= WHAT IS EXPECTED =
Copy out the lines of the data word for word, from the line with "407, row 154." to the line with "column 233, row 60", including both of those lines.

[Collected data]
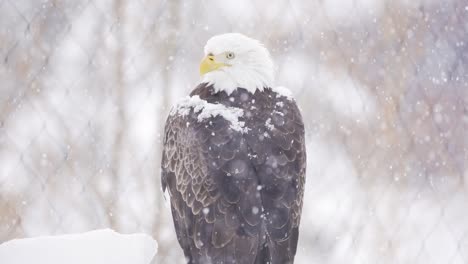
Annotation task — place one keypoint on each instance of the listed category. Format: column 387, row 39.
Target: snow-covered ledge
column 95, row 247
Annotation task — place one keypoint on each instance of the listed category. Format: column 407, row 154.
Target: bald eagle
column 234, row 160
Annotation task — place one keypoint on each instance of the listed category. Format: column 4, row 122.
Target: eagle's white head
column 233, row 60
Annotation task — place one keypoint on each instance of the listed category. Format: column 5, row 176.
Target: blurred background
column 383, row 86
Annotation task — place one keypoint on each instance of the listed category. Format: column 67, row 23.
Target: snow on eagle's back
column 283, row 91
column 206, row 110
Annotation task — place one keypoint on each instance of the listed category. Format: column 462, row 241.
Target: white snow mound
column 206, row 110
column 95, row 247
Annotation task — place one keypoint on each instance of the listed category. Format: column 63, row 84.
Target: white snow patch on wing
column 206, row 110
column 283, row 91
column 95, row 247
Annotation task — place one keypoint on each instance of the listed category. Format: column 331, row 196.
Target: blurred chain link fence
column 383, row 87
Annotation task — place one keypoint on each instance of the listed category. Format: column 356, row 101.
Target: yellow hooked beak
column 209, row 64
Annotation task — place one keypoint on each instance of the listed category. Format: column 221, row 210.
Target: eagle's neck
column 249, row 78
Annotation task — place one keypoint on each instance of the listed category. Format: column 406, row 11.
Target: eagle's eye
column 230, row 55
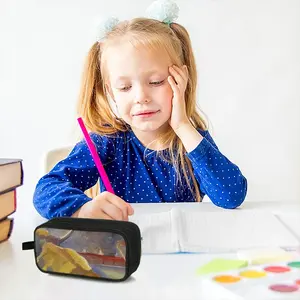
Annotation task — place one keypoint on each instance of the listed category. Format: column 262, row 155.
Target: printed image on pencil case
column 112, row 251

= EXERCISE ANSWER =
Annotation task — place one keypoint on each instance of the listed category. Format: column 407, row 154.
Target: bald eagle
column 234, row 160
Annotation task — place one keypoint on each instance of the listed category. Format: column 4, row 122.
Target: eagle's white head
column 233, row 60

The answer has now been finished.